++++ DOCUMENT SEGMENT

North Sea drilling day rates up, but some rigs leaving for other regions

Nov. 28, 2022
Despite increased take-up of North Sea semisubmersibles for drilling this year, the outlook for 2023 is less promising, according to Westwood Global Energy Group's RigLogix.

Offshore staff

LONDON  Despite increased take-up of North Sea semisubmersibles for drilling this year, the outlook for 2023 is less promising, according to Westwood Global Energy Group's RigLogix.

Overall North Sea semisub supply fell by 36% (17 rigs) between January 2015 and November 2022, following a prolonged lack of demand for semis, especially in the mature UK sector.

Demand for semisubs remains seasonal, with higher use in the spring and summer months.

However, in July 2022, committed utilization reached 90%, the highest figure recorded since June 2015 for the North Sea region. Demand has since fallen back to 78%, with nine semisubs idle, two of which are cold stacked.

In numerous other parts of the world, utilization is consistently in the 90% range, according to RigLogix research director Teresa Wilkie, and this has led to an increasing number of rigs leaving or being outside the northwest Europe region for new contracts with longer terms and higher day rate potential.

The same applies to the North Sea jackup segment.

This year the Island Innovator and Deepsea Bollsta semisubmersibles have departed for campaigns offshore Africa, with two more rumored to be leaving next year for assignments offshore Africa and Australia.

++++++++
++++ ENTRIES

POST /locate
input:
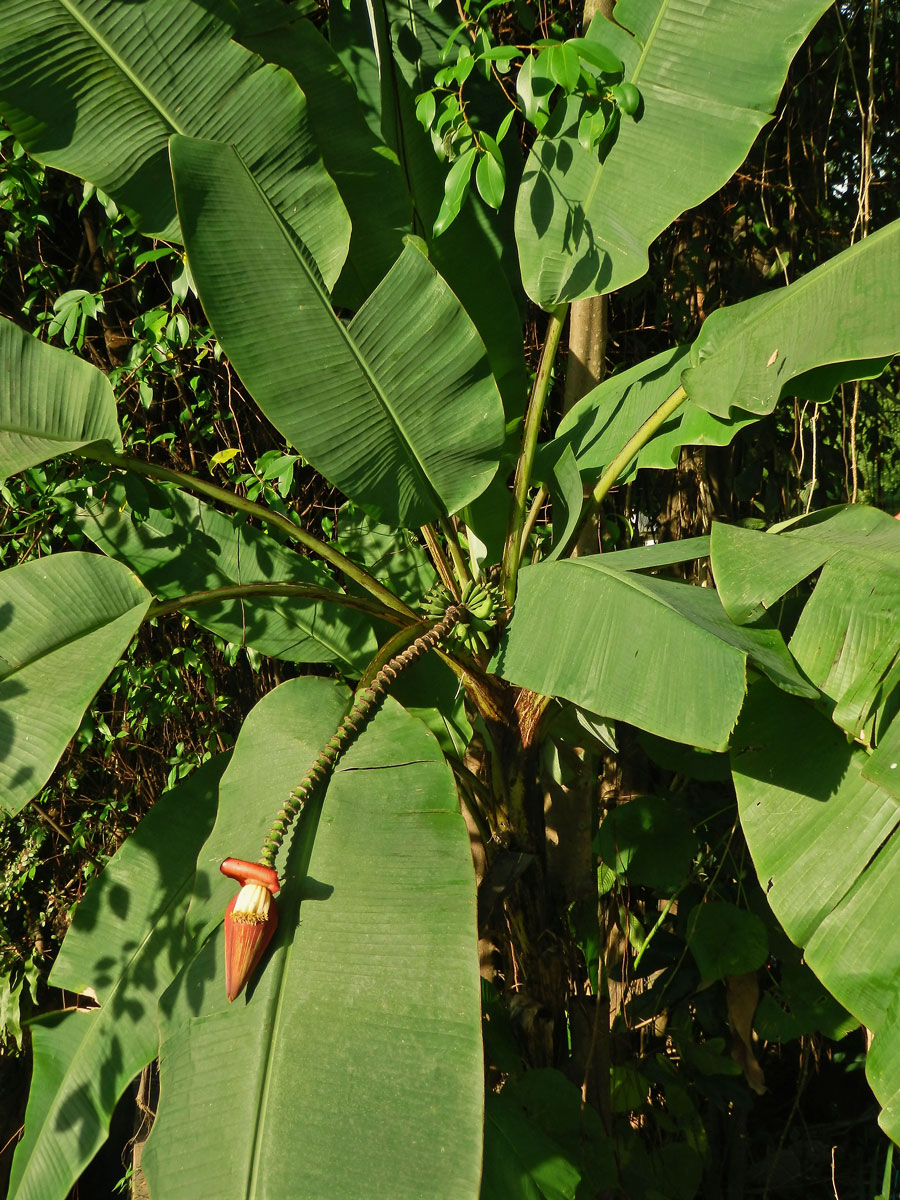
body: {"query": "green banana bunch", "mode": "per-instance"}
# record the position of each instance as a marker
(480, 604)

++++++++

> GOALS:
1 – According to the North Sea drilling article, why are more rigs leaving or staying outside the northwest Europe region?
2 – In the North Sea drilling article, by how much did overall North Sea semisub supply fall between January 2015 and November 2022?
3 – Rewrite the paragraph of the North Sea drilling article beginning "However, in July 2022" as a short bulleted list that keeps its main facts.

> SOLUTION SET:
1 – In many other parts of the world, utilization is consistently in the 90% range. This has drawn rigs to new contracts elsewhere with longer terms and higher day rate potential.

2 – It fell by 36%, or 17 rigs.

3 –
- July 2022: North Sea committed utilization reached 90%, the highest since June 2015.
- Demand has since fallen back to 78%.
- Nine semisubs are idle, two of them cold stacked.